## BEGIN Selected extract

According to http://www.linfo.org/kernel_mode.html in paragraph 7:

When a user process runs a portion of the kernel code via a system call, the process temporarily becomes a kernel process and is in kernel mode. While in kernel mode, the process will have root (i.e., administrative) privileges and access to key system resources. The entire kernel, which is not a process but a controller of processes, executes only in kernel mode. When the kernel has satisfied the request by a process, it returns the process to user mode.

It is quit unclear to me about the line,

While in kernel mode, the process will have root (i.e., administrative) privileges and access to key system resources.

How come a userspace process running not as root will have root privilege? How does it differ from userspace process running as root?

  • It turns out that not everything that you read on the internet is correct. You do not become root, when in kernel mode. Kernel mode is all powerful. In this mode it may ask it self, what user is active, shall I do what has been asked of me. If you became root, then the kernel would be everything you asked of it, this is clearly not the case. Feb 20, 2015 at 13:02

2 Answers 2


Root and non root privileges are all user space related things. For example, a root user can install an application and an ordinary user can't.

However, even the root user has some limitations. Those limitations are imposed by the design of the operating system do differentiate between user space and kernel space. For example, even dough you are a root user, you can't change the speed at which the hard disk rotates if that option isn't provided to you through the driver (you can write a driver that will allow the function, but even then you are not accessing the hardware directly but through the driver).

The reason for this is that the actual control of the hardware is all done in kernel space and the way user space accesses it is through system calls. A kernel space is not a place for a user :)

To answer your question, its not the process that gets the root privileges, its the switch to kernel mode that allows unlimited access to every system resource. However, that unlimited access is only available to the code running in kernel mode, so your process doesn't have it. Its only using the calls of the kernel code.

The code running in kernel mode has a completely unrestricted access to the system.

  • Does it mean that line is wrong? Because this is the first time I have read the word 'root' is used in discussing kernel mode.
    – Ron Vince
    Mar 28, 2014 at 15:35
  • Theoritically, every userspace process may have unlimited access to every system resource through system call, but non-root user is restricted to a list of system calls compared to root user?
    – Ron Vince
    Mar 28, 2014 at 15:42
  • @RonVince Yes, the second sentence you quoted is wrong. It's an approximation, but it's so crude that here it's grossly misleading. Mar 28, 2014 at 22:49

(I'll try to be brief.)

In theory, there are two dimensions of privileges:

  • The computer's instruction set architecture (ISA), which protects certain information and/or functions of the machine.

  • The operating system (OS) creating an eco-system for applications and communication. At its core is the kernel, a program that can run on the ISA with no dependencies of any kind.

Today's operating systems perform a lot of very different tasks so that we can use computers as we do today. In a very(, very, very) simplified view you can imagine the kernel as the only program that is executed by the computer. Applications, processes and users are all artefacts of the eco-system created by the OS and especially the kernel.

When we talk about user(space) privileges with respect to the operating system, we talk about privileges managed, granted and enforced by the operating system. For instance, file permissions restricting fetching data from a specific directory is enforced by the kernel. It looks at the some IDs assodicated with the file, interpretes some bits which represents privileges and then either fetches the data or refuses to do so.

## END Selected extract
## BEGIN Supplied entries

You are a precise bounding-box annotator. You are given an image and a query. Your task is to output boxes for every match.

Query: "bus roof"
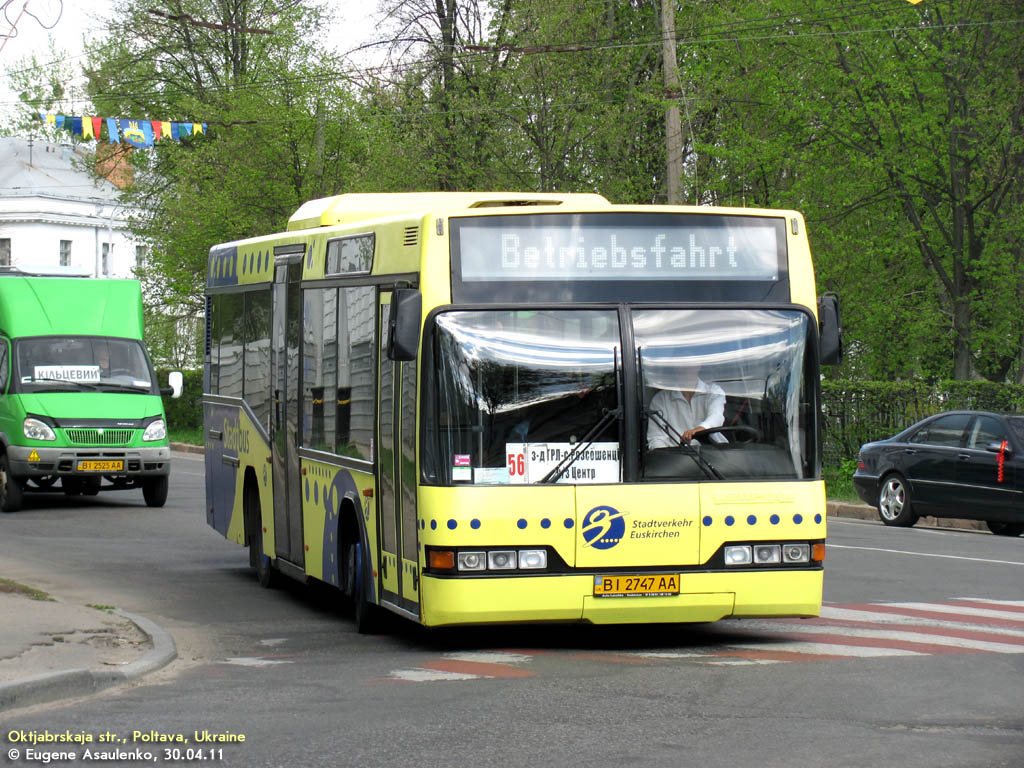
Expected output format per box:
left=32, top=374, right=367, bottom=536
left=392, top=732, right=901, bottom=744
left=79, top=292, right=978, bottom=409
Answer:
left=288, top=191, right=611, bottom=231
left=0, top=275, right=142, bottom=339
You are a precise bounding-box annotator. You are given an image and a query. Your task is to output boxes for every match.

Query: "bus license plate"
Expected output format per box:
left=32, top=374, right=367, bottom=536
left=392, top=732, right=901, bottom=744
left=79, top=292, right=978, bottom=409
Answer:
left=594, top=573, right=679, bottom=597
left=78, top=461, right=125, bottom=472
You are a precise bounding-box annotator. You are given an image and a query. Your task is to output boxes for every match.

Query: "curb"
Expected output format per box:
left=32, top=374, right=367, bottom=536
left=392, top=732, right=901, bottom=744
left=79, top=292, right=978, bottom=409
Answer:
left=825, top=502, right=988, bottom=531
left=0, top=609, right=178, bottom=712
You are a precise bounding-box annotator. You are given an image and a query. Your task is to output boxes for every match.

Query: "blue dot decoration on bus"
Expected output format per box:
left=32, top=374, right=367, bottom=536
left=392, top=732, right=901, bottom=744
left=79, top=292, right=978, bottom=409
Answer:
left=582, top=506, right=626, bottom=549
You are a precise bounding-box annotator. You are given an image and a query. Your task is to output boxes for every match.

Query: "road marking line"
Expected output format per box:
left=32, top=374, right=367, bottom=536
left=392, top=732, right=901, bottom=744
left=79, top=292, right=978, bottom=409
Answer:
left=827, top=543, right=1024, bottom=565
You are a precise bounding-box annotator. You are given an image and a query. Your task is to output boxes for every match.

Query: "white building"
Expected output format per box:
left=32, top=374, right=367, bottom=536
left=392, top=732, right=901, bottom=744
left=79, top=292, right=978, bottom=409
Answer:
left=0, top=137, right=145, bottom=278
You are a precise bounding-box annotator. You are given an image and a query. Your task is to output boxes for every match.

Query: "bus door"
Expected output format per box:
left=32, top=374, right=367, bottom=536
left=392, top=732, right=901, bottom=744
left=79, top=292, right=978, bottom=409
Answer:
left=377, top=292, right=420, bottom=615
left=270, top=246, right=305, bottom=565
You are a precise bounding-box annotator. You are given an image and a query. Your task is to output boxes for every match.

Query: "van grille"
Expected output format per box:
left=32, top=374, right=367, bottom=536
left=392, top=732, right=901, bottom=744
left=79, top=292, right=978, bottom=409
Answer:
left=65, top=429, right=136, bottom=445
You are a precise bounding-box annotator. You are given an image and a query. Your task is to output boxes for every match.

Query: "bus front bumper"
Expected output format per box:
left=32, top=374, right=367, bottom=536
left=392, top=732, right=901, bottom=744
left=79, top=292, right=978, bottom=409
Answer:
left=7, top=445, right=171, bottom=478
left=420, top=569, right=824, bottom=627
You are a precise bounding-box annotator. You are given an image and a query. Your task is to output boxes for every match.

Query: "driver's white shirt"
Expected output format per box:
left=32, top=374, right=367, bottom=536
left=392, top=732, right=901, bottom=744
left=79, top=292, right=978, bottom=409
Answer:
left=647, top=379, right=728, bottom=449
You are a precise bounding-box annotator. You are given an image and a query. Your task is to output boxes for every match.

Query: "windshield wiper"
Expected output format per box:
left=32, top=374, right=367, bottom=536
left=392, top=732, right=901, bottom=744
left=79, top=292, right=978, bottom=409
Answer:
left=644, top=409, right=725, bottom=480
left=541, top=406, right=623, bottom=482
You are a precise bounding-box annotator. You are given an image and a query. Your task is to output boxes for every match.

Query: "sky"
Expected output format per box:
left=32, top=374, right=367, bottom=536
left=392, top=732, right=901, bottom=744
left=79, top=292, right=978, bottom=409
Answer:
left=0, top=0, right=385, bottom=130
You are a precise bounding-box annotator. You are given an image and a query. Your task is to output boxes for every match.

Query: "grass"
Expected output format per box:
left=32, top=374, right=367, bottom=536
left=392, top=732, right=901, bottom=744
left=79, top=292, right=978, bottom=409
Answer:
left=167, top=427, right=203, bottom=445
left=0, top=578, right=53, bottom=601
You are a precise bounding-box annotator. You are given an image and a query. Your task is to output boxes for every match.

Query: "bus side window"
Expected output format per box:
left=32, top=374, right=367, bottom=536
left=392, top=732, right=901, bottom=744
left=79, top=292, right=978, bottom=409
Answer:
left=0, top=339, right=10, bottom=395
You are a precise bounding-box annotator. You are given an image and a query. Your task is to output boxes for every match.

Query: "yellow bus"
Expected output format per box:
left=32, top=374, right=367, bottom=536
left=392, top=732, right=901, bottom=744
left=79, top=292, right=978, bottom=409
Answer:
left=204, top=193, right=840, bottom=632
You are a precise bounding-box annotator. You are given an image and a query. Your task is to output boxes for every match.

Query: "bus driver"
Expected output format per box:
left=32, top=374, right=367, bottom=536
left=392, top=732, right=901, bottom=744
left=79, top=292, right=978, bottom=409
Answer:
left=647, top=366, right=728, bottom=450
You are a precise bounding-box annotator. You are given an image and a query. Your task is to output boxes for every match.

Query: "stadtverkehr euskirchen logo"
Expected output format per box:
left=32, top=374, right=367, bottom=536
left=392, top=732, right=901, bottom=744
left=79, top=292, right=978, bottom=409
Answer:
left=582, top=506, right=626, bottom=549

## END Supplied entries
## BEGIN Supplied entries

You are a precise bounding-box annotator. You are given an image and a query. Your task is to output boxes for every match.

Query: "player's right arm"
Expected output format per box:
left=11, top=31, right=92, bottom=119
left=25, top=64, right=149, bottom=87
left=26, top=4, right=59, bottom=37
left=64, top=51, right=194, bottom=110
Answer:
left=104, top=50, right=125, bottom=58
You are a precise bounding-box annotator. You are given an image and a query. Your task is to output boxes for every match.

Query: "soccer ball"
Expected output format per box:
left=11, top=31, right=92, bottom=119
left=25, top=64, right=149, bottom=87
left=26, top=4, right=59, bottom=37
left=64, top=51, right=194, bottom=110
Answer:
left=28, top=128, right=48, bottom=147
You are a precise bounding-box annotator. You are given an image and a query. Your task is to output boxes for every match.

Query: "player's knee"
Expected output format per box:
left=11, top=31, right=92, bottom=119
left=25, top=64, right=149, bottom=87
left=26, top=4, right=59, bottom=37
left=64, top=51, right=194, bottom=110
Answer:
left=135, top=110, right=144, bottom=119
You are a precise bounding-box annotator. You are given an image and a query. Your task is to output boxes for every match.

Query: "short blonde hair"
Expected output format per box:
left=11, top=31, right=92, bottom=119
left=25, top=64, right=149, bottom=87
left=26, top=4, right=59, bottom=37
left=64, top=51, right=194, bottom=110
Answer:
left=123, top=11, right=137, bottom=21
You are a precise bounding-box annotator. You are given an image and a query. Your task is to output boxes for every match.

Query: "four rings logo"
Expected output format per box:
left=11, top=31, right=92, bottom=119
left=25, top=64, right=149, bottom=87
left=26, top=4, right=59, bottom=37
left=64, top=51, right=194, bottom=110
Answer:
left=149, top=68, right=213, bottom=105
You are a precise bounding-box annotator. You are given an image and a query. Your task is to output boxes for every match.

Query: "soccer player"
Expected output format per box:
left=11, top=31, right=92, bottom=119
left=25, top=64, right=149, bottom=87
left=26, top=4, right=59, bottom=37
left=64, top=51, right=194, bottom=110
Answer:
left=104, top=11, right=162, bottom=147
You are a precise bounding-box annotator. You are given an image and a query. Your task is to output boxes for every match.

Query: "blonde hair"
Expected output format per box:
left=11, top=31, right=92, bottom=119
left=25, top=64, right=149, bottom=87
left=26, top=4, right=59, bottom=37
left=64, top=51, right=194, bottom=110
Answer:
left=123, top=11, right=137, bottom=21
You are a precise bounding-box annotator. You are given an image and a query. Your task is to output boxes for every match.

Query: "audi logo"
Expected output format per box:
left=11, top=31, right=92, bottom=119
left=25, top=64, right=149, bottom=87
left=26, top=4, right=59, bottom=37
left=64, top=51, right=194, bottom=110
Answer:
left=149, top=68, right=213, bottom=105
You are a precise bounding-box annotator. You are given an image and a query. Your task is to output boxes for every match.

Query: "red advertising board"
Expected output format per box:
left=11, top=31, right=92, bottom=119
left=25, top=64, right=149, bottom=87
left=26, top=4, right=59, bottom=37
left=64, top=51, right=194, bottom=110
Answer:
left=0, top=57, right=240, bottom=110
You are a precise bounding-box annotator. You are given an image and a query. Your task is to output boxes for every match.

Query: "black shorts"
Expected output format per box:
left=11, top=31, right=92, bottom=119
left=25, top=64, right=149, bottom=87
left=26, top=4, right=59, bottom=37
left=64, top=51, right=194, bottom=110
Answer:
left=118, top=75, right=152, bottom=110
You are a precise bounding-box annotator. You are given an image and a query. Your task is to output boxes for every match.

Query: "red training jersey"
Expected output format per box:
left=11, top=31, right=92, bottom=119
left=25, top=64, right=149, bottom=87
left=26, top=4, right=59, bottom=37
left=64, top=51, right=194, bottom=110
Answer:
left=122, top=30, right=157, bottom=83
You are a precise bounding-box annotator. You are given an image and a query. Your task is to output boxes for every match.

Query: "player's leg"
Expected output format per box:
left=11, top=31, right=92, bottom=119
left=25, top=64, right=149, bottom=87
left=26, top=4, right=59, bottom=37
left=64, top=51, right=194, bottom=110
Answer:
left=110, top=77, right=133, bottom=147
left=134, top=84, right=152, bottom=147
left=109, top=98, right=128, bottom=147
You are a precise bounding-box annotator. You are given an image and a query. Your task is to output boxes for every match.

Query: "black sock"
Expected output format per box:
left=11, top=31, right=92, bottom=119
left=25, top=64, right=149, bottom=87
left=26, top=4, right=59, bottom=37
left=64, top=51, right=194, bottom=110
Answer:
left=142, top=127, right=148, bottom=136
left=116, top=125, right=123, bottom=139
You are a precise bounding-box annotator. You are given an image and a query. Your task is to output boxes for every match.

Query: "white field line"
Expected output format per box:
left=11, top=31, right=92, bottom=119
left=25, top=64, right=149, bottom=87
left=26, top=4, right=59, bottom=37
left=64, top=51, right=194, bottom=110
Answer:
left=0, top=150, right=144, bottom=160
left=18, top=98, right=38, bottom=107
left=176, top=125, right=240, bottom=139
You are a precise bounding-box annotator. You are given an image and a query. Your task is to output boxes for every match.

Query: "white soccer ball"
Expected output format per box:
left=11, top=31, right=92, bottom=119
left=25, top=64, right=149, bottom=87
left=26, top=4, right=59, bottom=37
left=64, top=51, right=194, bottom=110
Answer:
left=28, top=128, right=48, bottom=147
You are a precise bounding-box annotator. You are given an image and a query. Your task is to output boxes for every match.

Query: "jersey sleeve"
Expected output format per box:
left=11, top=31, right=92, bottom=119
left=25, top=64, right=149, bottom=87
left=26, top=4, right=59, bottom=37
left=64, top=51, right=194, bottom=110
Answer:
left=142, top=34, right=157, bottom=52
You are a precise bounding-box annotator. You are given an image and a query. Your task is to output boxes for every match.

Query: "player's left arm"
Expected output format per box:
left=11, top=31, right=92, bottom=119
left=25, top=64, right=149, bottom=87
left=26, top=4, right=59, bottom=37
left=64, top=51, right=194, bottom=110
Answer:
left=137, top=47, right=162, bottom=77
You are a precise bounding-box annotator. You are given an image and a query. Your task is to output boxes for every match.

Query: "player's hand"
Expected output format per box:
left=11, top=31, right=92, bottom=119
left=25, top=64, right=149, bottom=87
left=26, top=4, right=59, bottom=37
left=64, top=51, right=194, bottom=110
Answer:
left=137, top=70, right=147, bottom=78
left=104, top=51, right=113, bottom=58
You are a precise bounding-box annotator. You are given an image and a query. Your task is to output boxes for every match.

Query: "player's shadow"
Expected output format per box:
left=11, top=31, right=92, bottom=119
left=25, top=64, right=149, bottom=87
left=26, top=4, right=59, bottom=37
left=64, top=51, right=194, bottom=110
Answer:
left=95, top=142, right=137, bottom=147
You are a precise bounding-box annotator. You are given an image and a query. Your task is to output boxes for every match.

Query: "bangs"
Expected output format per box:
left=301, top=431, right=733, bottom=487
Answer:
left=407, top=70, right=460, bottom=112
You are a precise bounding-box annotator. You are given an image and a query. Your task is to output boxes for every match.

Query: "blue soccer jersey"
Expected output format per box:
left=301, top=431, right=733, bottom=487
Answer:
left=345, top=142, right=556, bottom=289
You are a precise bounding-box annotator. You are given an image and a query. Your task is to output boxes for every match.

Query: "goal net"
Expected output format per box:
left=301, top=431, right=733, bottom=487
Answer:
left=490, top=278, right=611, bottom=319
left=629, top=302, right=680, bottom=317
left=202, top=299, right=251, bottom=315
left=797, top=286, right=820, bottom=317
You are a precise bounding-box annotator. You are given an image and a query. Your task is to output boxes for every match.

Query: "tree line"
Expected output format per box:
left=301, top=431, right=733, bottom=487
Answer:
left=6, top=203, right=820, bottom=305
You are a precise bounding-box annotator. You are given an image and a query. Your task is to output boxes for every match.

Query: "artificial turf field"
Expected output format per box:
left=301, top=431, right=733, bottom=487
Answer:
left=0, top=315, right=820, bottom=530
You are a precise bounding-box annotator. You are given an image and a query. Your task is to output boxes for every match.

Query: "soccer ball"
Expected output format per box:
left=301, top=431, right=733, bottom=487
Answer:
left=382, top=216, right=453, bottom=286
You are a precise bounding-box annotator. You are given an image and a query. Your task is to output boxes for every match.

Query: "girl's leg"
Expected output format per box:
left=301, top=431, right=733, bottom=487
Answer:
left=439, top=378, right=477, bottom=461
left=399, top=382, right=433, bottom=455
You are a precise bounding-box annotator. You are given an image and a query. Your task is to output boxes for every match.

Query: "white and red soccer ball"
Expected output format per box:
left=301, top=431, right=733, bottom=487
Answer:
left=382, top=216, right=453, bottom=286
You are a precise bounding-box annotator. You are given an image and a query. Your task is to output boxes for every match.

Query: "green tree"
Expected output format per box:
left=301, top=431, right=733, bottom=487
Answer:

## END Supplied entries
## BEGIN Supplied entries

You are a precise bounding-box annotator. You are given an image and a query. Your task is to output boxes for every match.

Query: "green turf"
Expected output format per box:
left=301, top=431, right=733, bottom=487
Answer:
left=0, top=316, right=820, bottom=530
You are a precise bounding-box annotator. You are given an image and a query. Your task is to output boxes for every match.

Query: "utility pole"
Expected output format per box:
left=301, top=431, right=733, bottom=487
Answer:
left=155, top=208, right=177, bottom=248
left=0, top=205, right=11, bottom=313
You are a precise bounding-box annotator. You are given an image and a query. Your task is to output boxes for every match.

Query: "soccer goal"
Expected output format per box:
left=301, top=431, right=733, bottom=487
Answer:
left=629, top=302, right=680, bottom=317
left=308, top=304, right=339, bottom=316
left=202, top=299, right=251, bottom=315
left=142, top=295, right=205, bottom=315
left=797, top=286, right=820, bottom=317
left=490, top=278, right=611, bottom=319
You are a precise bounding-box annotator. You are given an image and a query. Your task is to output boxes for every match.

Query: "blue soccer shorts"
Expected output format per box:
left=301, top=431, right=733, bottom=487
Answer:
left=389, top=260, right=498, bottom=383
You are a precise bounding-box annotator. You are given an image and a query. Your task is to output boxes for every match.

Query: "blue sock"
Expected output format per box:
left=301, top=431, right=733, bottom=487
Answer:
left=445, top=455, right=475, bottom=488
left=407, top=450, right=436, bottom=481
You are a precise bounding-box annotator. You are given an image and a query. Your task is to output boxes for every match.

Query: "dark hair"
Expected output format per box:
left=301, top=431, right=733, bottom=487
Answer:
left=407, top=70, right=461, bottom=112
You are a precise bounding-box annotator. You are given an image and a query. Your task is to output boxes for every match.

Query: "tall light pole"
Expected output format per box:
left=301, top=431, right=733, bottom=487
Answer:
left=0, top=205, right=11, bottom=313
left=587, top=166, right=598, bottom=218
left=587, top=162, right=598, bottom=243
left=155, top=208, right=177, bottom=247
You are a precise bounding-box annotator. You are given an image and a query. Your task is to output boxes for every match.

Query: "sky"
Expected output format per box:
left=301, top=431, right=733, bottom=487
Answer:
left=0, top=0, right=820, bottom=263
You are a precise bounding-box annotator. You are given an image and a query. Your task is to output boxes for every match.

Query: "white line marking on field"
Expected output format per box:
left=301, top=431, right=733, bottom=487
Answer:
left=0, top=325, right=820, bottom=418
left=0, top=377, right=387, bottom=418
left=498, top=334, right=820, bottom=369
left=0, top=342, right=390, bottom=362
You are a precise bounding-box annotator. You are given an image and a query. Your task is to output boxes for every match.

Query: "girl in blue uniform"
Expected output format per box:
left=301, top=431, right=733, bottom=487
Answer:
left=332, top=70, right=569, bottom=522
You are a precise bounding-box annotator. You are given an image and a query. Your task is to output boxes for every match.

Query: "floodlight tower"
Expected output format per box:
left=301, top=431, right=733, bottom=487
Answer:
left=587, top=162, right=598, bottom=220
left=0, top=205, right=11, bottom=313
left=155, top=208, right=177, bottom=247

## END Supplied entries

Exercise set:
(a) In the kernel mode discussion, what example is given of something a root user can do that an ordinary user can't?
(b) Write the next part of the kernel mode discussion, picking up after its final sentence.

Results for the exercise:
(a) A root user can install an application.

(b)
The privileges hierarchy within the ISA provides the tools the kernel uses for its purposes. The specific details vary a lot, but in general there is the kernel mode, in which programs executed by the CPU are very free to perform I/O and use the instructions offered by the ISA and the user mode where I/O and instructions are constrained.

For instance, when reading the instruction to write data to a specific memory addres, a CPU in kernel mode could simply write data to a specific memory address, while in user mode it first performs a few checks to see if the memory address is in a range of allowed address to which data may be written. If it is determined that the address may not be written to, usually, the ISA will switch into kernel mode and start executing another instruction stream, which is a part of the kernel and it will do the right thing(TM).

That is one example for an enforcement strategy to ensure that one program does not interfere with another program ... so that the javascript on the webpage you are currently visiting cannot make your online banking application perform dubious transactions ...

Notice, in kernel mode nothing else is triggered to enforce the right thing, it is assumed the program running in kernel mode is doing the right thing. That's why in kernel mode nothing can force a program to adhere to the abstract rules and concepts of the OS's eco-system. That's why programs running in kernel mode are comparibly powerful as the root user.

Technically kernel mode is much more powerful than just being the root-user on your OS.

  • Did CPUs, in reference to privilege level in ISA, designed with the privilege of user and kernel in mind?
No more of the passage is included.